Source passage:
════

The national beekeeping associations negotiated travel arrangements for animal husbandry purposes and the rest, as they say, is history.

I’ve already written about the practicalities of the small amount of long distance beekeeping I did in 2020. I won’t rehash the gory details here, but will make a few more general comments.

Highs and lows

It was a pretty good beekeeping start to the year. The spring was significantly drier than the 30 year average. This meant that the bees could get out and exploit the oil seed rape (OSR).

Spring 2020 rainfall anomaly

Consequently the honey yield per colony was the best I’ve had in the five years I’ve been back in Scotland. I think it would have been even better had I been present to add the supers in a more regulated manner … and to remove them before they crystallised.

In contrast, the summer was characterised by a series of lows … low pressure systems, bringing more rain than usual.

This probably reduced the time available for foraging, but perhaps was compensated by better nectar flows. My two main production apiaries performed very differently.

One generated almost no honey per hive, the other again generated record yields of outstandingly flavoured summer honey.

Summer honey

Guess which apiary contained more production hives?

Typical 🙁

Putting the control into swarm control

Swarm control usually involves careful observation of colony development coupled with a timely intervention to split the colony and prevent swarming.

The timely intervention is often at different times for different colonies, even in the same apiary.

There was none of that this year.

With only about four inspections all season I implemented swarm control  in the majority of colonies well before queen cells developed.

The method should be termed something like split and hope 😉

In practical terms it involved preemptive application of the nucleus method of swarm control.

The only decision I made for each colony was whether to apply swarm control or not.

════

Saved entries:
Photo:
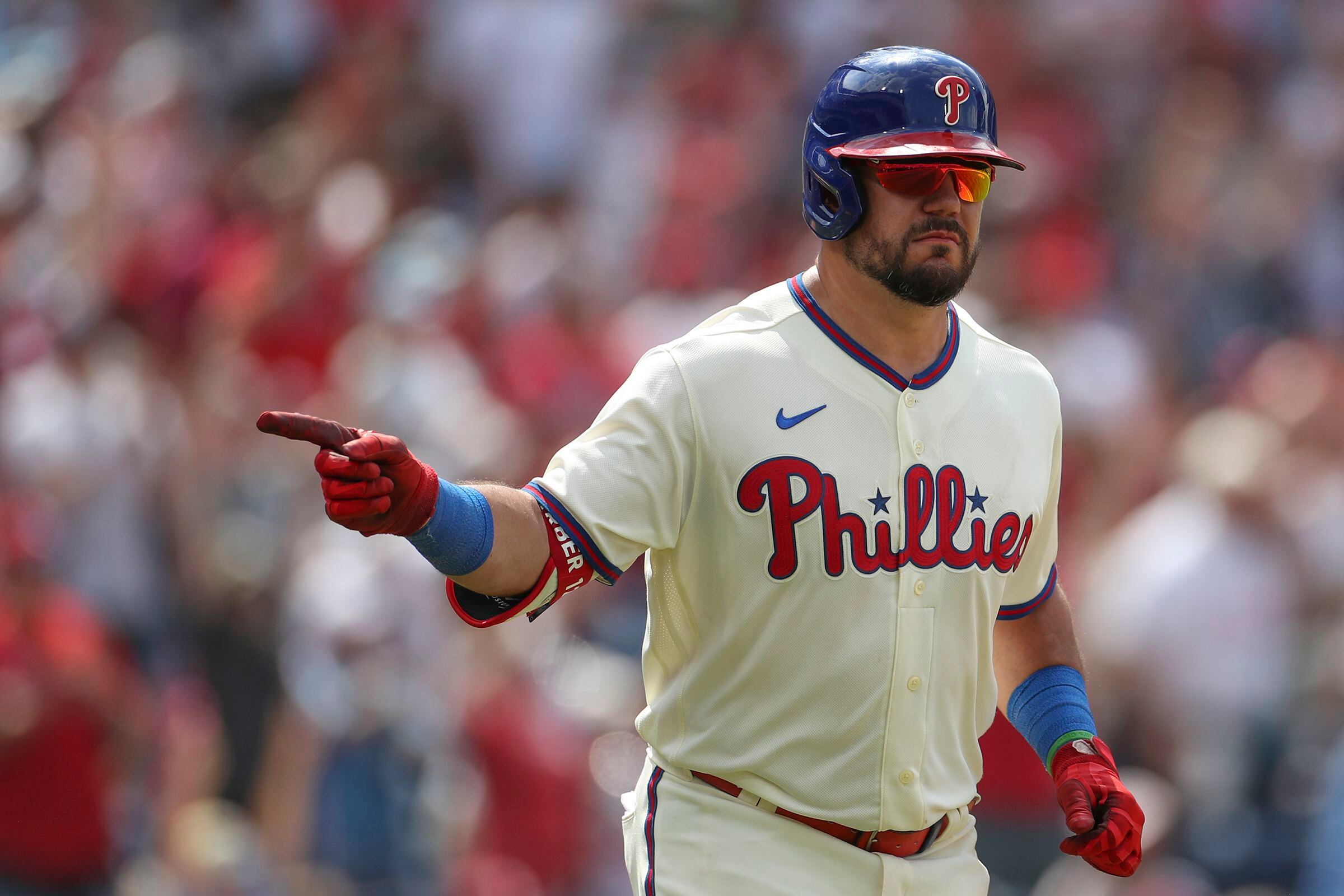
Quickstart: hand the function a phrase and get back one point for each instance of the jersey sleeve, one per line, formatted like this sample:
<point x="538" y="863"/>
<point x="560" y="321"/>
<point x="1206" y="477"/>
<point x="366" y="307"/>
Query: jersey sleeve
<point x="1035" y="578"/>
<point x="624" y="486"/>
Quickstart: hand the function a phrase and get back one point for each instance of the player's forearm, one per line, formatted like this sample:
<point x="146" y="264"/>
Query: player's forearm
<point x="508" y="533"/>
<point x="1043" y="638"/>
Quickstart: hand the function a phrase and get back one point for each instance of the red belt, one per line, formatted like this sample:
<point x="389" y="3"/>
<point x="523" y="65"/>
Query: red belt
<point x="893" y="843"/>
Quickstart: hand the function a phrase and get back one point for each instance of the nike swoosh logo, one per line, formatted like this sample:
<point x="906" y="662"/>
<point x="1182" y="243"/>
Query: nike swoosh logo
<point x="785" y="422"/>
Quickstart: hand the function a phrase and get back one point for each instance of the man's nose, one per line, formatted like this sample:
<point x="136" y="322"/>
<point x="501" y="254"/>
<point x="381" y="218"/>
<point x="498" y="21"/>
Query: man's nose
<point x="944" y="202"/>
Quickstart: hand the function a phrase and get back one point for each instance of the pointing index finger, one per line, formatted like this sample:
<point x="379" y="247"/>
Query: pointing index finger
<point x="301" y="428"/>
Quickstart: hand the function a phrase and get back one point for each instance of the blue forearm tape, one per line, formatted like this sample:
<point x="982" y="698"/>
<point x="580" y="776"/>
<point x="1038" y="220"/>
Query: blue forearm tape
<point x="460" y="535"/>
<point x="1050" y="706"/>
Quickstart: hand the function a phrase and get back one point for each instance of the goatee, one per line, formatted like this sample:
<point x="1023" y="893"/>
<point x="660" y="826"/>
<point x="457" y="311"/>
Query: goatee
<point x="928" y="282"/>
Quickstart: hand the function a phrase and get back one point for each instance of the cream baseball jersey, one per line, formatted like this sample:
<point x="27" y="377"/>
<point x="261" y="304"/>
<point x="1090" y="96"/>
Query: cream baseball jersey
<point x="827" y="550"/>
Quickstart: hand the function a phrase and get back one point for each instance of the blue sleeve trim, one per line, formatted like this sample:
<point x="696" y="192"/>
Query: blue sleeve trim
<point x="1052" y="703"/>
<point x="1020" y="610"/>
<point x="460" y="535"/>
<point x="608" y="571"/>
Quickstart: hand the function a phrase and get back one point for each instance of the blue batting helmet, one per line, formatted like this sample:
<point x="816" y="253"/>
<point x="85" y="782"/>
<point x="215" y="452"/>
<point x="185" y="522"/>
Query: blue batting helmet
<point x="894" y="102"/>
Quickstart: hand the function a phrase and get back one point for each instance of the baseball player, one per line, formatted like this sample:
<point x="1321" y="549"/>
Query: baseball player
<point x="844" y="491"/>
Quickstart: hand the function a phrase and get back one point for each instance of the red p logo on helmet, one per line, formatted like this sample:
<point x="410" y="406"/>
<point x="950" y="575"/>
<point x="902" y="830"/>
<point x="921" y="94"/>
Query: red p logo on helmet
<point x="956" y="90"/>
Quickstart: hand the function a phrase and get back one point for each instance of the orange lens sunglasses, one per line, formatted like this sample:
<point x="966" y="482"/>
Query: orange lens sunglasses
<point x="924" y="179"/>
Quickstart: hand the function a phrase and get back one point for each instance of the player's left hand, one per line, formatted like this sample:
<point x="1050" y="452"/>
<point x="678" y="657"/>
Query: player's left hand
<point x="1105" y="817"/>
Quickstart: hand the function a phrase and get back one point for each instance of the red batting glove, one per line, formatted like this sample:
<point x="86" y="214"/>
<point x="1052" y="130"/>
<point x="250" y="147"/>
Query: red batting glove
<point x="371" y="481"/>
<point x="1105" y="817"/>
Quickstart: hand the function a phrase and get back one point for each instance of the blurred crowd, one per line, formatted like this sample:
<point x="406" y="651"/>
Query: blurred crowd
<point x="461" y="221"/>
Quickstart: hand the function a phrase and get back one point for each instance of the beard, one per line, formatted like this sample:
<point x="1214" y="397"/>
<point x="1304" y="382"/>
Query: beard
<point x="928" y="282"/>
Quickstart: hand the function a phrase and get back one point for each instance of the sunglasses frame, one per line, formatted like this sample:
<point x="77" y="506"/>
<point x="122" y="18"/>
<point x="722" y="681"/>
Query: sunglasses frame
<point x="964" y="189"/>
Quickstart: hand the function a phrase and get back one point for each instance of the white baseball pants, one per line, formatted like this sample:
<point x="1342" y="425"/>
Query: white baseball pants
<point x="687" y="839"/>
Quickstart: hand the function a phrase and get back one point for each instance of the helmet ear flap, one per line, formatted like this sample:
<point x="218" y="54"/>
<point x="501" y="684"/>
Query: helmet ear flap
<point x="831" y="202"/>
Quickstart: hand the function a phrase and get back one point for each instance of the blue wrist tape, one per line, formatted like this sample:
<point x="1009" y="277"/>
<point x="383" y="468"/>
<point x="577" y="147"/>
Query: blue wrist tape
<point x="1050" y="708"/>
<point x="460" y="535"/>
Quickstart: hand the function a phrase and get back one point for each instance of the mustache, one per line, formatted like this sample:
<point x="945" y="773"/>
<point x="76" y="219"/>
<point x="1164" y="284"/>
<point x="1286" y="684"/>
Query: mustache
<point x="931" y="225"/>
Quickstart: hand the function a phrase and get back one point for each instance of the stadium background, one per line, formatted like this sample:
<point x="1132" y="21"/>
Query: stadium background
<point x="461" y="222"/>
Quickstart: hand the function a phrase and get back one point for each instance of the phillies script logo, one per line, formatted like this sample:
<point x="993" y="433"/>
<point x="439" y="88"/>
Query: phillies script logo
<point x="931" y="501"/>
<point x="955" y="90"/>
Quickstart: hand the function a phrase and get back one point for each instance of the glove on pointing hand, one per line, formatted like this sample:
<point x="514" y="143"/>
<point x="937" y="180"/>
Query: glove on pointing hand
<point x="371" y="481"/>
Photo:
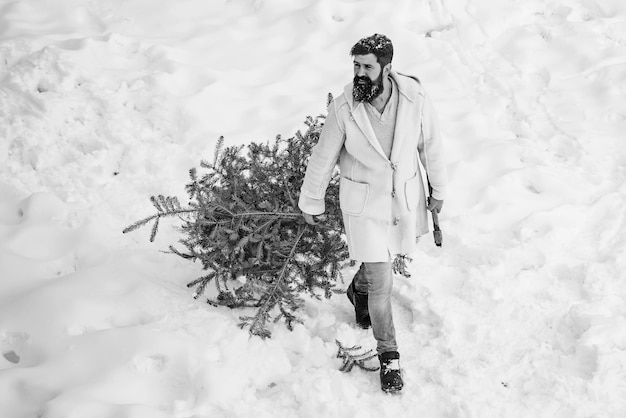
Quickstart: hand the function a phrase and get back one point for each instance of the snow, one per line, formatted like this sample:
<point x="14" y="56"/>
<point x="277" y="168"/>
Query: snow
<point x="522" y="312"/>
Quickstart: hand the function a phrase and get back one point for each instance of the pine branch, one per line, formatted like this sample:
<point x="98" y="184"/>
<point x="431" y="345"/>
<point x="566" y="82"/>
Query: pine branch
<point x="243" y="221"/>
<point x="351" y="359"/>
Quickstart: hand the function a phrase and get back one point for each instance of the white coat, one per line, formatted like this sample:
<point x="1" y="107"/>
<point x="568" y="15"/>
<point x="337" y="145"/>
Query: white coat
<point x="382" y="199"/>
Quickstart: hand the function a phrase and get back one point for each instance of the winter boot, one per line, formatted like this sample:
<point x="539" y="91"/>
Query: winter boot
<point x="359" y="300"/>
<point x="390" y="373"/>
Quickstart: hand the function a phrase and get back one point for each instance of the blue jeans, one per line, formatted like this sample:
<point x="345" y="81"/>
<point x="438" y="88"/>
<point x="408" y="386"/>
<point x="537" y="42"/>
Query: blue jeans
<point x="376" y="280"/>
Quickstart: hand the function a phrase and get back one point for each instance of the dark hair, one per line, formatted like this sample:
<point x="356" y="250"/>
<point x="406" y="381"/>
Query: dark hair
<point x="376" y="44"/>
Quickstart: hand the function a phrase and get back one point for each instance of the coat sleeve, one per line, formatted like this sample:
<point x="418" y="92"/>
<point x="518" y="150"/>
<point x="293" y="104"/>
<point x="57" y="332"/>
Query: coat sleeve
<point x="321" y="164"/>
<point x="431" y="151"/>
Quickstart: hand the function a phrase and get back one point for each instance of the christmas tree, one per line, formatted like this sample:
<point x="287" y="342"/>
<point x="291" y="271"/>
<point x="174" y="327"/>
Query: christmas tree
<point x="243" y="224"/>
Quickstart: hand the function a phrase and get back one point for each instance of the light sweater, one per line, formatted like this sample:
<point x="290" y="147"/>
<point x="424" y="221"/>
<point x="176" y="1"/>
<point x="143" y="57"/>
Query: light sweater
<point x="384" y="124"/>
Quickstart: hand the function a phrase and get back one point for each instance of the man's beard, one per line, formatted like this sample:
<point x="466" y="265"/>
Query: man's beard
<point x="366" y="90"/>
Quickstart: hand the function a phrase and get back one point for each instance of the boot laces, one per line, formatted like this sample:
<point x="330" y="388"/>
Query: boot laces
<point x="391" y="365"/>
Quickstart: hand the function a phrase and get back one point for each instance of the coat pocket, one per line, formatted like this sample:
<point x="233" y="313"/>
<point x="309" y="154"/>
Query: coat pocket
<point x="412" y="191"/>
<point x="353" y="196"/>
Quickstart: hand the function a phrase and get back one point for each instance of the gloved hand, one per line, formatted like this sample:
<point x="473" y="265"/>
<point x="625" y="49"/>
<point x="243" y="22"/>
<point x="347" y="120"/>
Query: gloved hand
<point x="313" y="219"/>
<point x="434" y="205"/>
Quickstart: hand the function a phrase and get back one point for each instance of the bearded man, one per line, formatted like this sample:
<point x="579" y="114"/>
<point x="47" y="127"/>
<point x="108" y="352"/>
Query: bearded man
<point x="380" y="129"/>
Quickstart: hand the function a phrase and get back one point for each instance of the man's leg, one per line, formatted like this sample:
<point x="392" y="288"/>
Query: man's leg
<point x="357" y="295"/>
<point x="380" y="282"/>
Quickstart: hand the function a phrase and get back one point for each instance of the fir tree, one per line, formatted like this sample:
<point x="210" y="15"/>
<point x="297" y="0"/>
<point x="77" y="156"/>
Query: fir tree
<point x="243" y="222"/>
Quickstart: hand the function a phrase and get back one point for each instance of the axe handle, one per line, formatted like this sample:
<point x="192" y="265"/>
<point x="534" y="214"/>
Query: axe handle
<point x="438" y="236"/>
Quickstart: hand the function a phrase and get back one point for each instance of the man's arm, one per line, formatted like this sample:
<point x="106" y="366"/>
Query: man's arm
<point x="320" y="166"/>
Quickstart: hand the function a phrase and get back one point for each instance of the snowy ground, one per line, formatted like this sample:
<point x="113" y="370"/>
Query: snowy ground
<point x="522" y="313"/>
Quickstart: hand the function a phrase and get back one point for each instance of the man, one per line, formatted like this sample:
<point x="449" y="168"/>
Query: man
<point x="378" y="129"/>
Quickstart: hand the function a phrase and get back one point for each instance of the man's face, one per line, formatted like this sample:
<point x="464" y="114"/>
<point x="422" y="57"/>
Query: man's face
<point x="368" y="78"/>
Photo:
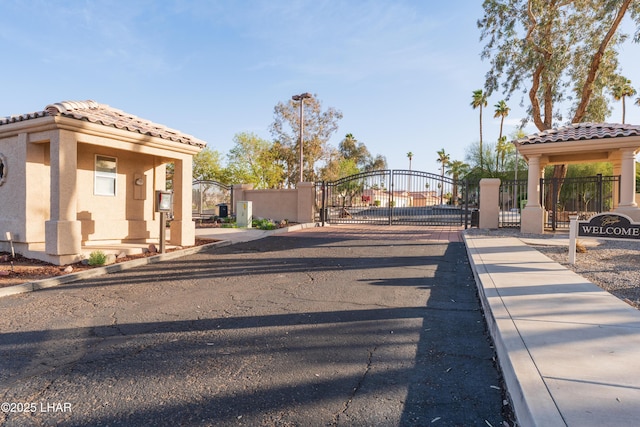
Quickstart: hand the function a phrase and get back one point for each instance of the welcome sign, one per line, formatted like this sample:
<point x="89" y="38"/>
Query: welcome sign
<point x="611" y="226"/>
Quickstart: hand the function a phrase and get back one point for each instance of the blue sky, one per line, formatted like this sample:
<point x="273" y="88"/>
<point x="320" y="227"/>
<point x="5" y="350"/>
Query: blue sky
<point x="401" y="72"/>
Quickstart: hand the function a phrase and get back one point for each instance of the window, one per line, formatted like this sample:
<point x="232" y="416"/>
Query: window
<point x="105" y="176"/>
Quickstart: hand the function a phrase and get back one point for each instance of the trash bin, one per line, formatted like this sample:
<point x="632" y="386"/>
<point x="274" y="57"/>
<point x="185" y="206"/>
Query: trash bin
<point x="475" y="218"/>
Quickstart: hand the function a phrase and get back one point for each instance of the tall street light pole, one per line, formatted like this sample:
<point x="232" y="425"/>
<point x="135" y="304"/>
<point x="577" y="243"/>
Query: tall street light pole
<point x="301" y="98"/>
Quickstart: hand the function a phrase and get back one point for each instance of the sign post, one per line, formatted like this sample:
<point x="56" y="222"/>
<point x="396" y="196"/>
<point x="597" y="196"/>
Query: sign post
<point x="607" y="225"/>
<point x="573" y="231"/>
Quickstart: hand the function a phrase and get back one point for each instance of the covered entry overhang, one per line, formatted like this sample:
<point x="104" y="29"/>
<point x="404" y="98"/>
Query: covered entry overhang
<point x="580" y="143"/>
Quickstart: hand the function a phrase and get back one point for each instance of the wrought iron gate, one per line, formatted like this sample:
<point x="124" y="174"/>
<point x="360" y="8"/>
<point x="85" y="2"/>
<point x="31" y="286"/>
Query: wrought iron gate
<point x="209" y="196"/>
<point x="389" y="197"/>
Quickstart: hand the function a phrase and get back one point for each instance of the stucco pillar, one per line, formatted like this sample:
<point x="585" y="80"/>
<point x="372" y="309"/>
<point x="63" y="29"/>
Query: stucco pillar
<point x="239" y="193"/>
<point x="63" y="231"/>
<point x="628" y="204"/>
<point x="306" y="202"/>
<point x="532" y="218"/>
<point x="489" y="203"/>
<point x="183" y="229"/>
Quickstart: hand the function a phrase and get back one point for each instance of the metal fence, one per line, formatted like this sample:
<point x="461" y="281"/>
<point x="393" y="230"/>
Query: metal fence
<point x="584" y="197"/>
<point x="393" y="197"/>
<point x="512" y="198"/>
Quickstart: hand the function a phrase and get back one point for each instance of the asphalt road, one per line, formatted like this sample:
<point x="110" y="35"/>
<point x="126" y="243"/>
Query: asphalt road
<point x="313" y="328"/>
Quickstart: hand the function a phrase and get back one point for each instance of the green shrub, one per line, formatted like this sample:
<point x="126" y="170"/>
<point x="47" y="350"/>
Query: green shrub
<point x="263" y="224"/>
<point x="97" y="258"/>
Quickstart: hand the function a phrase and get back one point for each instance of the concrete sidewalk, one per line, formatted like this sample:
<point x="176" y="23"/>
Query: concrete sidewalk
<point x="569" y="351"/>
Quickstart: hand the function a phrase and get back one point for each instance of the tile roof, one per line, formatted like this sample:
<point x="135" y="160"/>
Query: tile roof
<point x="103" y="114"/>
<point x="581" y="132"/>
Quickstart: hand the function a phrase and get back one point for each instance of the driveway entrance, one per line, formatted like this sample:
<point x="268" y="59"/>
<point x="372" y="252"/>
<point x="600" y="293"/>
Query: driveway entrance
<point x="322" y="326"/>
<point x="392" y="197"/>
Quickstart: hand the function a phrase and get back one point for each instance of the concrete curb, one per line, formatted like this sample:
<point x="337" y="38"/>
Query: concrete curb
<point x="532" y="402"/>
<point x="113" y="268"/>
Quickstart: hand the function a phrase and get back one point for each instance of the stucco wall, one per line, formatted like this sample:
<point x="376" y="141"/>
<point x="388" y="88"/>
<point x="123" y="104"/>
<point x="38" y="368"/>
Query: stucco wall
<point x="274" y="204"/>
<point x="12" y="210"/>
<point x="296" y="205"/>
<point x="128" y="215"/>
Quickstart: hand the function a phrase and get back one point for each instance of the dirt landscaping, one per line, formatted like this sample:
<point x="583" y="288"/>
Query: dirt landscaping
<point x="14" y="271"/>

════

What you need to do:
1. In the beekeeping passage, what crop could the bees get out and exploit because the spring was drier than usual?
2. Transcribe the beekeeping passage from "Spring 2020 rainfall" up to and including "rain than usual.".
3. Write the next part of the beekeeping passage, picking up after its last sentence.
The data come from a different source than the beekeeping passage.

Responses by item number:
1. Oil seed rape (OSR).

2.
Spring 2020 rainfall anomaly

Consequently the honey yield per colony was the best I’ve had in the five years I’ve been back in Scotland. I think it would have been even better had I been present to add the supers in a more regulated manner … and to remove them before they crystallised.

In contrast, the summer was characterised by a series of lows … low pressure systems, bringing more rain than usual.

3.
I then made up the queenright nucs all on the same day. The nucs were made significantly weaker than usual to delay the time when I’d have to expand them up to a full colony.

Overall the approach worked very well, at least in terms of swarm control, as none of my colonies swarmed 🙂

The colonies that weren’t split were given lots of room and a combination of inspired judgement a long June gap and some iffy midsummer weather meant they stayed together.

Hieroglyphics

I need to go back through my notes to determine how individual colonies performed in terms of honey production. Other than the absence of any summer honey from one apiary, were there differences in terms of the amount nectar collected between colonies that were split or not?

Unfortunately, the (frankly) manic beekeeping that resulted from compressing everything into a few inspections over the season meant my notes are, in places, rather sparse 3.

Too weak to split

+3 supers Q+ good

WMCLQ WTF?

Grrr 4

Deciphering my hieroglyphics will necessitate a large glass of shiraz and a long winter night – two other things, along with the loo roll, I have an abundance of at the moment.

Varroa management

The other reason I need to review my notes is to look at the relationship (if any) between the in-season colony management 5 and end-of-season mite levels.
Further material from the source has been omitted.